Top of Listed entries

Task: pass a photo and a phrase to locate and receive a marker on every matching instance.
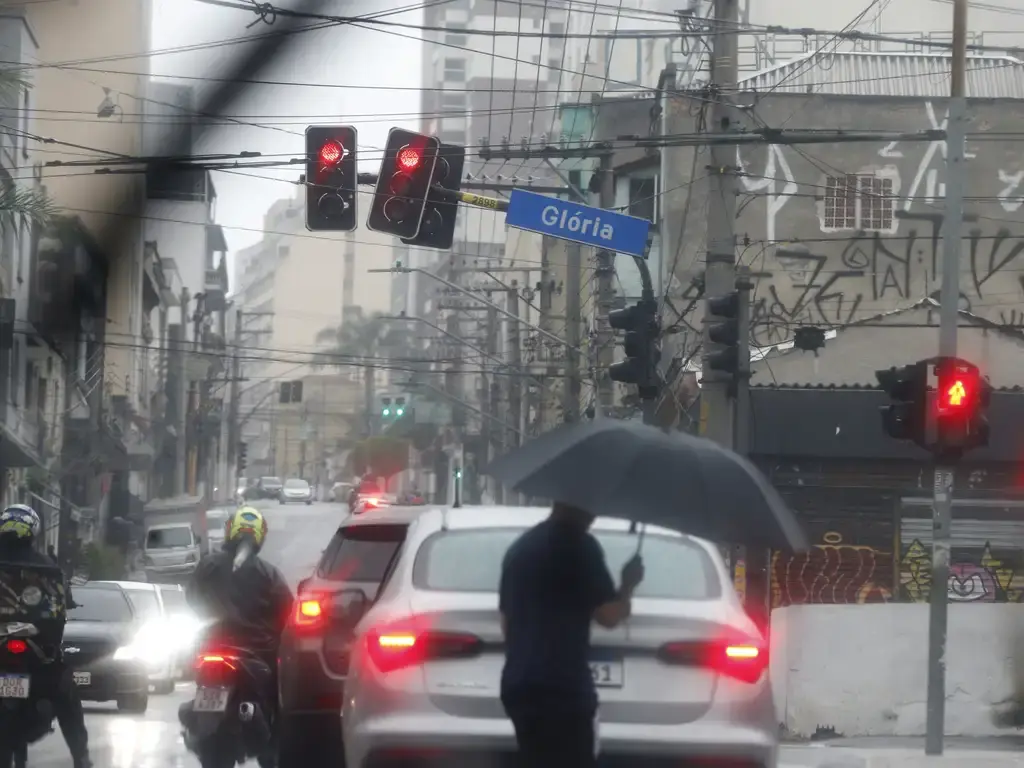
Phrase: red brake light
(332, 153)
(309, 612)
(410, 159)
(744, 662)
(393, 649)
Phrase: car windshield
(145, 604)
(165, 538)
(174, 601)
(471, 561)
(99, 605)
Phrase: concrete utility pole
(603, 293)
(720, 268)
(948, 322)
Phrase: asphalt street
(297, 536)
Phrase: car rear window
(471, 561)
(361, 553)
(99, 605)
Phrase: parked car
(101, 645)
(684, 680)
(172, 552)
(268, 487)
(147, 605)
(296, 491)
(313, 655)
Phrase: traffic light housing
(961, 408)
(437, 228)
(905, 417)
(400, 196)
(332, 178)
(723, 332)
(642, 351)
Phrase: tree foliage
(380, 457)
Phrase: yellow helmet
(246, 521)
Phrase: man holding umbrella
(554, 583)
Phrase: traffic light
(962, 399)
(400, 196)
(332, 178)
(723, 331)
(904, 418)
(437, 228)
(642, 351)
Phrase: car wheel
(134, 704)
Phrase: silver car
(685, 678)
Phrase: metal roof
(908, 75)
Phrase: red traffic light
(332, 153)
(410, 159)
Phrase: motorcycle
(26, 717)
(228, 721)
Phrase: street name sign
(609, 230)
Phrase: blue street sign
(591, 226)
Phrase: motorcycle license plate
(211, 699)
(14, 686)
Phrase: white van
(172, 552)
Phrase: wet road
(298, 535)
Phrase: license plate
(607, 674)
(211, 699)
(13, 686)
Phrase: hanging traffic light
(642, 351)
(904, 418)
(402, 184)
(437, 228)
(332, 178)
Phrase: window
(145, 604)
(858, 202)
(167, 538)
(361, 553)
(455, 36)
(455, 70)
(99, 605)
(471, 561)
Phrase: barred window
(858, 202)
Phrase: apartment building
(292, 286)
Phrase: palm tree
(359, 336)
(16, 204)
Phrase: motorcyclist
(246, 599)
(19, 526)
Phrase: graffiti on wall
(832, 571)
(976, 574)
(881, 261)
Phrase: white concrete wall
(862, 669)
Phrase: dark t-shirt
(553, 579)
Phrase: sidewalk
(904, 753)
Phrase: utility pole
(720, 273)
(603, 293)
(948, 322)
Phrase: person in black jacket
(18, 529)
(245, 599)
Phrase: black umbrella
(629, 470)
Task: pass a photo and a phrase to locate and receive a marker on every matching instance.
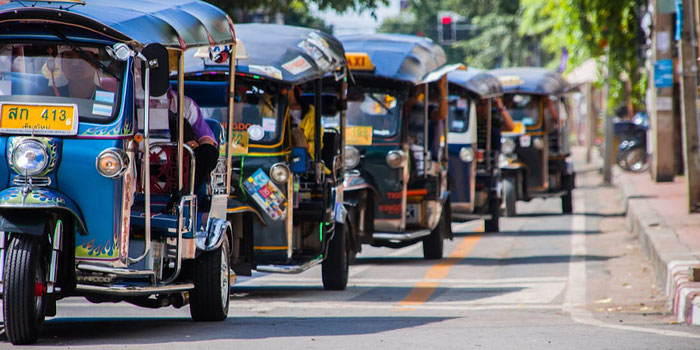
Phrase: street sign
(663, 73)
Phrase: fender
(22, 209)
(213, 236)
(359, 181)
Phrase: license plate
(37, 119)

Bottom of Listed entries

■ The task
Where a picture appears in the material above, skip it, and print the rest exactly.

■ Task answer
Task: pass a photo and a phrase to locate and receive a marker on every matching instance.
Phrase: red brake light
(332, 153)
(309, 612)
(410, 159)
(744, 662)
(393, 649)
Phrase: car windshield
(145, 604)
(165, 538)
(174, 601)
(471, 561)
(99, 605)
Phrase: concrete utility pole
(603, 293)
(720, 268)
(948, 322)
Phrase: asphalt street
(297, 536)
Phrase: car rear window
(471, 561)
(361, 553)
(99, 605)
Phrase: parked car
(101, 645)
(684, 680)
(172, 552)
(268, 487)
(147, 605)
(296, 491)
(313, 655)
Phrase: traffic light housing
(961, 408)
(437, 228)
(905, 417)
(400, 196)
(332, 178)
(723, 332)
(642, 351)
Phrase: tree foliage
(380, 457)
Phrase: yellow helmet
(246, 521)
Phrase: man holding umbrella
(554, 583)
Phrase: traffic light
(962, 399)
(400, 196)
(332, 178)
(723, 331)
(904, 418)
(437, 228)
(642, 351)
Phrase: car wheel
(134, 704)
Phrase: silver car
(685, 678)
Phrase: metal roof
(908, 75)
Phrase: red traffic light
(332, 153)
(410, 159)
Phrase: motorcycle
(26, 717)
(228, 721)
Phrase: street name sign
(609, 230)
Phrase: blue street sign
(591, 226)
Phrase: motorcycle license plate
(211, 699)
(14, 686)
Phrase: white van
(172, 552)
Phrase: wet road
(298, 535)
Phrase: license plate
(607, 674)
(211, 699)
(13, 686)
Phrase: hanging traffic light
(642, 351)
(904, 418)
(402, 184)
(437, 228)
(332, 178)
Phrase: window
(145, 604)
(858, 202)
(167, 538)
(361, 553)
(455, 36)
(455, 70)
(99, 605)
(471, 561)
Phrase: barred window
(858, 202)
Phrase: apartment building
(292, 286)
Phrase: palm tree
(359, 336)
(16, 204)
Phrase: motorcyclist
(246, 599)
(19, 526)
Phrase: graffiti on wall
(832, 571)
(976, 574)
(881, 261)
Phrase: white concrete wall
(862, 669)
Phrase: dark t-shirt
(553, 579)
Phrase: sidewalk
(904, 753)
Phrase: utility pole
(720, 273)
(603, 293)
(948, 322)
Phrase: person in black jacket
(18, 529)
(245, 599)
Phrase: black umbrella
(629, 470)
Task: pass a photo and a phrase to locate and receive a marker on every matching instance.
Phrase: street sign
(663, 73)
Phrase: fender
(22, 209)
(213, 236)
(359, 181)
Phrase: license plate
(37, 119)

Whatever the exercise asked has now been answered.